──────── EXTRACTED ENTRIES ────────

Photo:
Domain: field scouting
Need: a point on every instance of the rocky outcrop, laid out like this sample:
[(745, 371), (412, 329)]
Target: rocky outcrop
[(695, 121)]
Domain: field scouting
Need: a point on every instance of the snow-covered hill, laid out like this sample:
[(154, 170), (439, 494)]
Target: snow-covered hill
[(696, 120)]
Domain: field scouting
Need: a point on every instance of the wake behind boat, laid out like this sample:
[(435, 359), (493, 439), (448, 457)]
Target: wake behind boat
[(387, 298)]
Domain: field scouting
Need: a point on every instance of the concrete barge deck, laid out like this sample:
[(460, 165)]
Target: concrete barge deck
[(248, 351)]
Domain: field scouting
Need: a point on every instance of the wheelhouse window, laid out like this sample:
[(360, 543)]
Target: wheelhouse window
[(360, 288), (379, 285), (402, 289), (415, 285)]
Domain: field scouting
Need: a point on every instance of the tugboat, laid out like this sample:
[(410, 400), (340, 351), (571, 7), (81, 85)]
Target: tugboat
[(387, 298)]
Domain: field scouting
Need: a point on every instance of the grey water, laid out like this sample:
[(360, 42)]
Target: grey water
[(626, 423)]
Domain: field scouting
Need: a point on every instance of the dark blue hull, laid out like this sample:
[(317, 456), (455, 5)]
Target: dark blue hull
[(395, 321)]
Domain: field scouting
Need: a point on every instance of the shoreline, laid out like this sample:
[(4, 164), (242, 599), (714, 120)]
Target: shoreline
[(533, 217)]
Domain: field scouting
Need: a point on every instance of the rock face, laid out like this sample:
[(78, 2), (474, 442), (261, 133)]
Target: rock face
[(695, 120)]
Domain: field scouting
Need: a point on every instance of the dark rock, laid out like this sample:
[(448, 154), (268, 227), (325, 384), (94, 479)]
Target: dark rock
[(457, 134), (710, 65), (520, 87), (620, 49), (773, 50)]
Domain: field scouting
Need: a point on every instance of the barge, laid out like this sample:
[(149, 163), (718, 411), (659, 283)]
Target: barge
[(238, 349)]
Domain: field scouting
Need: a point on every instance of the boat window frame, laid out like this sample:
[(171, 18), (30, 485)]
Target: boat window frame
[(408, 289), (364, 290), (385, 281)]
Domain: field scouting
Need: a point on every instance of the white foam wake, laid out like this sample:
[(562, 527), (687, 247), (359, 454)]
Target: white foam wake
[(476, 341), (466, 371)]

────────

> [ACTIVITY]: Output every record above a second time, exactly.

> [EXERCISE RESPONSE]:
Photo:
Domain: field scouting
Need: a point on every instance of the rocky outcrop, laid out like this sample:
[(745, 371), (412, 329)]
Target: rocky outcrop
[(695, 121)]
Domain: field scouting
Need: a point on every instance of the snow-covered hill, laid out like this sample:
[(154, 170), (439, 494)]
Target: snow-covered hill
[(696, 120)]
Domain: field scouting
Need: a point on every instance of the wake behind boat, laid out like this sample:
[(435, 359), (493, 439), (448, 457)]
Target: wake behind boat
[(387, 298)]
Domain: field scouting
Need: a point on every instance of the concrete barge deck, laid out like this sample:
[(460, 165)]
Target: concrete barge deck
[(248, 351)]
Domain: field scouting
Need: a point on every instance of the wheelhouse window, laid out like this sample:
[(360, 543)]
Target: wheelhouse window
[(360, 288), (379, 285), (402, 289), (415, 285)]
Domain: field scouting
Need: a point on every instance of the tugboat, laid out like this sample:
[(410, 400), (340, 351), (571, 7), (81, 85)]
Target: tugboat
[(387, 298)]
Domain: field scouting
Need: a point on every instance of the grey water, laid out like this sample:
[(360, 42)]
Target: grey water
[(626, 423)]
Domain: field scouting
Need: a point on every instance of the dark blue hull, laid out like this sample:
[(317, 456), (455, 5)]
Target: dark blue hull
[(395, 321)]
Domain: field scouting
Need: a point on every instance of the shoreline, laid out like this sample:
[(4, 164), (242, 599), (714, 120)]
Target: shoreline
[(533, 217)]
Domain: field scouting
Need: a point on every instance of the rock face, laid out like this sample:
[(78, 2), (474, 442), (261, 133)]
Target: rock face
[(695, 120)]
Domain: field scouting
Need: a point on every instance of the dark rock, laid out like this sample:
[(448, 154), (268, 227), (325, 384), (94, 479)]
Target: dark rock
[(457, 134), (710, 65), (520, 87), (620, 49), (773, 50)]
Domain: field scouting
Need: a point on every instance of the barge, laid out like this sample:
[(149, 163), (718, 411), (659, 283)]
Target: barge
[(238, 349)]
Domain: field scouting
Need: a point on every instance of the boat window frame, laid out like this sample:
[(171, 18), (30, 485)]
Target: boat window frame
[(408, 289), (364, 290), (385, 281)]
Domain: field scouting
Need: a point on every instance of the white foam wake, laid out like this sample:
[(562, 527), (687, 247), (359, 454)]
Target: white foam wake
[(476, 341), (466, 371)]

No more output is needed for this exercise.